DIRECTIVES ->
1) In the provided text, how many days must employees be given after receiving information about the agreements before voting can take place?
2) Please rewrite the provided text between "For the agreements" and "(Isaac & Lansbury, 2005).", inclusive, swapping "unlawful" for "illegal".

PROVIDED TEXT ->

--*--

The commission also stipulates the various elements which have to be included in the agreement and what should not be included in the agreement. Some of the main things which should not be included in the agreement include: terms which are discriminatory, terms which are objectionable, Terms that confers a remedy or entitlement concerning unfair dismissal before the completion of the employment period by the employee; terms that are not in line with the provisions of industrial action; and terms that provides for entitlement to right of entry (Cooper & Ellem, 2009). Additionally, it is worth pointing out that Fair Work Commission also offers information regarding the various ways of making an enterprise agreement; the people who are capable of making an enterprise agreement, the element of the enterprise agreement as well as some of the benefits that can be brought about by having in place an enterprise agreement (Waring & Bray, 2006; Balnave, Brown, Maconachie & Stone, 2009).

The Fair Work Commission also approves the agreements. It should be noted that when the bargaining has been completed, and the proposed agreement has been made, there are some steps which have to be taken to ensure that the agreement is approved by Fair Work Commission. The commission always provides information regarding the various steps that the employers should take. For instance, employers should provide explanations of the content of the agreement to the employees in the right way (Waring & Bray, 2006; Teicher, Holland & Gough, 2006; Balnave, Brown, Maconachie & Stone, 2009).

Before Fair work commission can approve the agreements, the employers much make sure that the employees are given notice about the agreement. They should also be allowed to vote so as to approve the agreements. After the employees have been provided with information regarding the agreements, they have to be given about 21 days before the voting can take place (Sappey, Burgess, Lyons & Buultjens, 2009). The employer should make sure that the employees are provided with the documents containing the agreement so that they can go through it very well before they can be allowed to vote for it. Before the voting is done, the employers must make sure that the employees are aware of the dates at which voting will take place, the venue of the voting should also be provided and besides, the method that the organization will use in the administration of the voting process should also be provided by the employer (Watson, Buchanan, Campbell & Briggs, 2003). This is to make sure that the employees are adequately prepared to vote.

For the agreements to be approved, the agreement content should incorporate the matters that pertains to the relationship between the employees to be covered by the agreement and the employer. The matters which pertains to the relationship between and any employee organization and the employer should also be contained in the agreement. At the same time, deductions from wages for any purpose that is authorized by the employee should be covered by the agreement. The agreement should also stipulate the manner in which it will be operating. The agreements cannot be approved if they include any unlawful content (Isaac & Lansbury, 2005).

--*--

RECORD EXCERPTS ->
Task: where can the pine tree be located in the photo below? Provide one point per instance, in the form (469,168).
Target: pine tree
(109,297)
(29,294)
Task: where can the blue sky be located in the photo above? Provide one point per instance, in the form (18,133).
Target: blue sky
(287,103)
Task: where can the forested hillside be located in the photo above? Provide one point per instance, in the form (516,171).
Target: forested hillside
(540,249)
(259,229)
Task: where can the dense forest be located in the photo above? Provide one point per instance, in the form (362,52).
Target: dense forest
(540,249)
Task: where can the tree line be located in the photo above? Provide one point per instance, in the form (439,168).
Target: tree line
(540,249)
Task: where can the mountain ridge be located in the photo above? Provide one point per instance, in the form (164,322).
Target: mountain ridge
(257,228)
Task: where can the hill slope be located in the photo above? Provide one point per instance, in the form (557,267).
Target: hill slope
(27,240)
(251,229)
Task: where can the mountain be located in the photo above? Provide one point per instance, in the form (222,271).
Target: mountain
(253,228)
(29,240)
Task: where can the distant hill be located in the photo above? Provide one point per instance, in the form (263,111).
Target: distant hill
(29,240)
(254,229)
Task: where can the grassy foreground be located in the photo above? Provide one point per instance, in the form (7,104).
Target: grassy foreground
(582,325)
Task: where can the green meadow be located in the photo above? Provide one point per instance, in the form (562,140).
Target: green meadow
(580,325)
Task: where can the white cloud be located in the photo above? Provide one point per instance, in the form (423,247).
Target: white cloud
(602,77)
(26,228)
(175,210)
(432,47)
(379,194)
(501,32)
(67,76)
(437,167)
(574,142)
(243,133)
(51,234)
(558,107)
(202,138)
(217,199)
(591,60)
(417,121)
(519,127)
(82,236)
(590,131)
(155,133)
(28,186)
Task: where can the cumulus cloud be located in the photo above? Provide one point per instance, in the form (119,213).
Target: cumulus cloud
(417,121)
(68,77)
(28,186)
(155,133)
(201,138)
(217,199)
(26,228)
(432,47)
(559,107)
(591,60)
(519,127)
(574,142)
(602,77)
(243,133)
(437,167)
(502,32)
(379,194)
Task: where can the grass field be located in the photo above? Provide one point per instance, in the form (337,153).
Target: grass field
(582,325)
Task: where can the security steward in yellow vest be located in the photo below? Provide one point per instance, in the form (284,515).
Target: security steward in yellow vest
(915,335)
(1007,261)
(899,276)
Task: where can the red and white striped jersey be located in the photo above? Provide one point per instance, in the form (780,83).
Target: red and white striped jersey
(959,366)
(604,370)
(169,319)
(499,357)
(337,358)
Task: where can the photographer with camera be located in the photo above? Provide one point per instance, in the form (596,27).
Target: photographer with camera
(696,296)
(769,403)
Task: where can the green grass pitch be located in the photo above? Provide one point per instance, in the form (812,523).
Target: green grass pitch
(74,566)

--*--

EXERCISE SOLUTIONS ->
1) About 21 days.

2)
For the agreements to be approved, the agreement content should incorporate the matters that pertains to the relationship between the employees to be covered by the agreement and the employer. The matters which pertains to the relationship between and any employee organization and the employer should also be contained in the agreement. At the same time, deductions from wages for any purpose that is authorized by the employee should be covered by the agreement. The agreement should also stipulate the manner in which it will be operating. The agreements cannot be approved if they include any illegal content (Isaac & Lansbury, 2005).